Please print the data again exactly as given.

**STORED DATA**
********

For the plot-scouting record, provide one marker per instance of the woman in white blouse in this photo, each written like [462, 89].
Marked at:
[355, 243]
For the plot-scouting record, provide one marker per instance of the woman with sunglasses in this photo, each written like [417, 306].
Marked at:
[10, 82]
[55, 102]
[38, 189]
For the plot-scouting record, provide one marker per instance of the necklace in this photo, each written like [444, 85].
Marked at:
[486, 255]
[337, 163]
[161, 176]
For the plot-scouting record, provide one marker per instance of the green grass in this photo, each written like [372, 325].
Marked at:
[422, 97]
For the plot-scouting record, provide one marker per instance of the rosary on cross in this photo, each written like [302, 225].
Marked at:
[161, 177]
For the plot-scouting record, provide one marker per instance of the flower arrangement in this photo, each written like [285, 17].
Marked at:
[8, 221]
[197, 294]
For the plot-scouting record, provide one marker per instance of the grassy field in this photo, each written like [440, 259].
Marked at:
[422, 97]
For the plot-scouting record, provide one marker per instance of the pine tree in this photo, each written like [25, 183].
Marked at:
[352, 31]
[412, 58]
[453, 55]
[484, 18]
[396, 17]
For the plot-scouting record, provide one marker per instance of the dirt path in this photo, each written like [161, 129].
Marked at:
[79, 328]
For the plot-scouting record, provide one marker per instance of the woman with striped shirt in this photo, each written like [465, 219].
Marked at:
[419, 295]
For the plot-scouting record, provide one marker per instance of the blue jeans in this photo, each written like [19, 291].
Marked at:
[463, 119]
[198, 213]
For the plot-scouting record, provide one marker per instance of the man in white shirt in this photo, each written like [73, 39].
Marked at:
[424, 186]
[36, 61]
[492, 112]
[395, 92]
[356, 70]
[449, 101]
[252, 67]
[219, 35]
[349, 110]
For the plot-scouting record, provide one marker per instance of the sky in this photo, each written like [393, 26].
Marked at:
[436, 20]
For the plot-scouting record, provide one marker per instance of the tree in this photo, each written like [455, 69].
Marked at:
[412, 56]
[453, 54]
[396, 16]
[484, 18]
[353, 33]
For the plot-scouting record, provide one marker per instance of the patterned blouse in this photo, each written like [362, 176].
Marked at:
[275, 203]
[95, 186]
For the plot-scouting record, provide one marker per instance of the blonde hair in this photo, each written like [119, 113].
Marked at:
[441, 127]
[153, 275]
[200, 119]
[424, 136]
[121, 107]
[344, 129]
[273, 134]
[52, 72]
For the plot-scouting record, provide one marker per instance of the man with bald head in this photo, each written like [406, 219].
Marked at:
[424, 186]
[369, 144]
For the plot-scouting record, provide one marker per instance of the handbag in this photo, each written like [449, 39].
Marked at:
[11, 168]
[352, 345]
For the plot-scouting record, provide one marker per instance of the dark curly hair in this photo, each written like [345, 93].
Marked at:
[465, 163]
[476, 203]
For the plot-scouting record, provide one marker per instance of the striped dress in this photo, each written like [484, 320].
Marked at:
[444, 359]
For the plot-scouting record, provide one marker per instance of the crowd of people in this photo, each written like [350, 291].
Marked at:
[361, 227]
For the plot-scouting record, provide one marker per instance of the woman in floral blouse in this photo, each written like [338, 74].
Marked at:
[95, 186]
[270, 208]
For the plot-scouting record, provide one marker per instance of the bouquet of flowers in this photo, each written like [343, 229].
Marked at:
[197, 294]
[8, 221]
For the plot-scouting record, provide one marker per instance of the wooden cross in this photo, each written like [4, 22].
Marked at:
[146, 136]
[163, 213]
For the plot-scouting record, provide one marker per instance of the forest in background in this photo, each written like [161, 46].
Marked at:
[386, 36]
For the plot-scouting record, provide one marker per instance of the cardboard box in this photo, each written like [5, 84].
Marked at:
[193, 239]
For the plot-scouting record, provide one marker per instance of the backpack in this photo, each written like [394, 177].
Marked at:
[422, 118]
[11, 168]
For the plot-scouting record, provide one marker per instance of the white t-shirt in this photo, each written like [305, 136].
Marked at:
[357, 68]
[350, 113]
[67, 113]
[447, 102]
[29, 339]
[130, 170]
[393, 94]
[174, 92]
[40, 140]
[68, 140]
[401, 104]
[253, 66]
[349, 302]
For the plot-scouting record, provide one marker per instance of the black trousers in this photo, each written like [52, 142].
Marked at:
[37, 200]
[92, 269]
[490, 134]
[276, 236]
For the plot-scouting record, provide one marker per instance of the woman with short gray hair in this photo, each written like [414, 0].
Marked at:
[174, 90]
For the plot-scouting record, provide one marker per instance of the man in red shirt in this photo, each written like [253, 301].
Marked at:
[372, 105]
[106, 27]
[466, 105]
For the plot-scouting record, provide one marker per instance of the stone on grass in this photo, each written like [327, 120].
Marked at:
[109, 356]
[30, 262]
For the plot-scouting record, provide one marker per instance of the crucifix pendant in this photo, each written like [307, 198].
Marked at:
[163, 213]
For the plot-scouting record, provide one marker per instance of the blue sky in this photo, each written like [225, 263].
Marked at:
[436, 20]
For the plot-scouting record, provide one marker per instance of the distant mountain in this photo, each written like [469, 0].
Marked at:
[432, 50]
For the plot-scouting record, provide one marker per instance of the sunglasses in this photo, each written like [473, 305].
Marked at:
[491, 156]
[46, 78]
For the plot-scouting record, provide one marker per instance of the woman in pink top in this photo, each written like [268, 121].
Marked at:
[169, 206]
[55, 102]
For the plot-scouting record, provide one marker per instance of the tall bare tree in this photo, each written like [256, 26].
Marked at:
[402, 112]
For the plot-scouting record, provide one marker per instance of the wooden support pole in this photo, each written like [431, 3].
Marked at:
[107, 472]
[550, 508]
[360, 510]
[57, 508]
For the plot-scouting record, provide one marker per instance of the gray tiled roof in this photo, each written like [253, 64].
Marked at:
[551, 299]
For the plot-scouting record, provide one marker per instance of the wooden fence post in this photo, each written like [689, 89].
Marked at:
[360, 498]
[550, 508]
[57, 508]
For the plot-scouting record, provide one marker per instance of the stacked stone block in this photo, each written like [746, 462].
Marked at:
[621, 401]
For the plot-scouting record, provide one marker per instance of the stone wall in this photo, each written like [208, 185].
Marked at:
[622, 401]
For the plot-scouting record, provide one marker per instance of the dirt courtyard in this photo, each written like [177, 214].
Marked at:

********

**OUTPUT**
For the plot-scouting record, provide one marker per instance of the woman in white blouse in this photo, each written like [462, 89].
Marked at:
[355, 243]
For the plot-scouting record, provide one marker per instance of the woman with sunglasses in this photo, each written like [417, 306].
Marked at:
[10, 82]
[55, 102]
[38, 189]
For the plot-scouting record, provide one marker per instance of the necklace in this photo, each written like [444, 85].
Marked at:
[486, 255]
[337, 163]
[161, 176]
For the plot-scouting record, provide one marker per instance of the green grass in this photo, each written like [372, 325].
Marked at:
[422, 97]
For the plot-scouting record, provide one marker per instance of the rosary on cross in this photo, each written like [302, 225].
Marked at:
[161, 177]
For the plot-scouting record, provide one marker per instance of the flower arrangement in this photo, each written like [285, 17].
Marked at:
[8, 221]
[197, 294]
For the plot-scouting record, provide one marker per instance of the grassy field in this photo, each written like [440, 259].
Marked at:
[422, 97]
For the plot-scouting record, provide one marker per instance of the pine tree in this photo, each written like [25, 183].
Marked at:
[352, 31]
[412, 58]
[453, 55]
[484, 18]
[396, 17]
For the plot-scouting record, provide one marker per instance of the dirt path in this photo, each written like [161, 129].
Marked at:
[79, 328]
For the plot-scouting record, provide one marker per instance of the woman with striped shirt in this photo, each written like [465, 219].
Marked at:
[419, 295]
For the plot-scouting record, provide one marker per instance of the blue jeans in this photo, each written like [19, 291].
Marked at:
[463, 119]
[198, 213]
For the plot-scouting record, provide one marker per instance of the man in white shirt in this photo, each written like [73, 39].
Marked at:
[424, 186]
[36, 61]
[492, 112]
[395, 92]
[356, 70]
[449, 101]
[252, 67]
[219, 35]
[349, 110]
For the plot-scouting record, provide one marker per instance of the sky in this photo, each written like [393, 26].
Marked at:
[436, 20]
For the plot-scouting record, provide one marker per instance of the tree in this photo, each written like [455, 69].
Marked at:
[412, 56]
[453, 54]
[396, 16]
[484, 18]
[353, 33]
For the plot-scouting record, provide one marker per instance of the patterned blouse in this photo, each written like [362, 176].
Marked at:
[275, 203]
[95, 186]
For the plot-scouting record, provide one marker per instance of the blonde hair in this photo, each written like [119, 113].
Marked at:
[441, 127]
[153, 275]
[200, 119]
[424, 136]
[121, 107]
[344, 129]
[273, 134]
[52, 72]
For the plot-scouting record, provide one marker per instance of the man with bald head in this photo, each written like [406, 219].
Marked at:
[424, 186]
[369, 144]
For the plot-scouting record, provide one marker per instance of the handbag in this photo, each written like [449, 39].
Marked at:
[11, 168]
[352, 345]
For the plot-scouting record, provide one marker per instance of the dark curly hair in this photo, each written like [345, 93].
Marked at:
[465, 163]
[476, 203]
For the plot-scouting record, provide one marker per instance of the striped dress in this photo, each written like [484, 320].
Marked at:
[444, 359]
For the plot-scouting record, provide one marker per instance of the crowd of people in this photo, each written like [350, 291].
Marked at:
[361, 227]
For the plot-scouting record, provide one marker per instance of the woman in floral blouse in this photo, each written like [338, 74].
Marked at:
[95, 186]
[270, 208]
For the plot-scouting record, provide one marker per instance of the bouquet of flowers in this photo, each written like [343, 229].
Marked at:
[197, 294]
[8, 221]
For the plot-scouting record, provide one marker per instance of the wooden cross in this photo, each written like [4, 22].
Marked at:
[146, 136]
[163, 213]
For the plot-scouting record, provide one marker per instance of the forest in background in this photo, each written like [161, 46].
Marked at:
[386, 36]
For the plot-scouting record, provide one marker per instance of the cardboard box in this photo, each written like [5, 84].
Marked at:
[193, 239]
For the plot-scouting record, provide one marker per instance of the backpack in this photo, each written like [394, 177].
Marked at:
[422, 118]
[11, 168]
For the plot-scouting record, provide one marker per instance of the white t-shirt in this photo, each written like [305, 136].
Marked at:
[357, 68]
[350, 113]
[67, 113]
[447, 102]
[29, 339]
[130, 170]
[393, 94]
[174, 92]
[40, 140]
[68, 140]
[401, 104]
[253, 66]
[349, 302]
For the plot-scouting record, provide one marker per instance of the black trousers in this photo, each written like [52, 142].
Marked at:
[37, 200]
[92, 269]
[490, 134]
[276, 236]
For the plot-scouting record, provide one marker per instance of the woman with short gray hair in this photo, each written like [414, 0].
Marked at:
[174, 90]
For the plot-scouting record, provide one marker per instance of the man in red shirt in this photo, each written like [253, 301].
Marked at:
[372, 105]
[106, 27]
[466, 105]
For the plot-scouting record, provide one marker per instance of the stone on grass in this photo, each written like [327, 120].
Marked at:
[109, 356]
[30, 262]
For the plot-scouting record, provide one marker per instance of the crucifix pendant in this photo, each written like [307, 198].
Marked at:
[163, 213]
For the plot-scouting record, provide one marker per instance of the blue sky in this photo, each written like [225, 263].
Marked at:
[436, 20]
For the plot-scouting record, provide one marker per instance of the distant mountain in this photo, each written like [469, 0].
Marked at:
[432, 50]
For the plot-scouting record, provide one marker per instance of the sunglasses in this photo, each written like [473, 305].
Marked at:
[491, 156]
[46, 78]
For the plot-scouting record, provide one marker per instance of the woman in pink top in this photo, each written like [268, 121].
Marked at:
[169, 206]
[55, 102]
For the plot-scouting record, provide one marker per instance of the tall bare tree in this photo, each written like [256, 26].
Marked at:
[402, 112]
For the plot-scouting record, provide one marker per instance of the wooden support pole in this photo, each written like [431, 3].
Marked at:
[107, 472]
[550, 508]
[360, 510]
[57, 508]
For the plot-scouting record, provide one marker per instance of the gray tiled roof in this photo, each written like [253, 64].
Marked at:
[551, 299]
For the plot-scouting record, provide one marker per instance of the wooden fence post in this photo, each written like [689, 89].
Marked at:
[360, 498]
[550, 508]
[57, 508]
For the plot-scouting record, provide one marker per instance of the stacked stone block in this photo, each written like [746, 462].
Marked at:
[621, 401]
For the plot-scouting record, provide one marker per instance of the stone wall in this photo, each written like [208, 185].
Marked at:
[622, 401]
For the plot-scouting record, provide one marker per instance of the dirt courtyard in this photo, each written like [177, 214].
Marked at:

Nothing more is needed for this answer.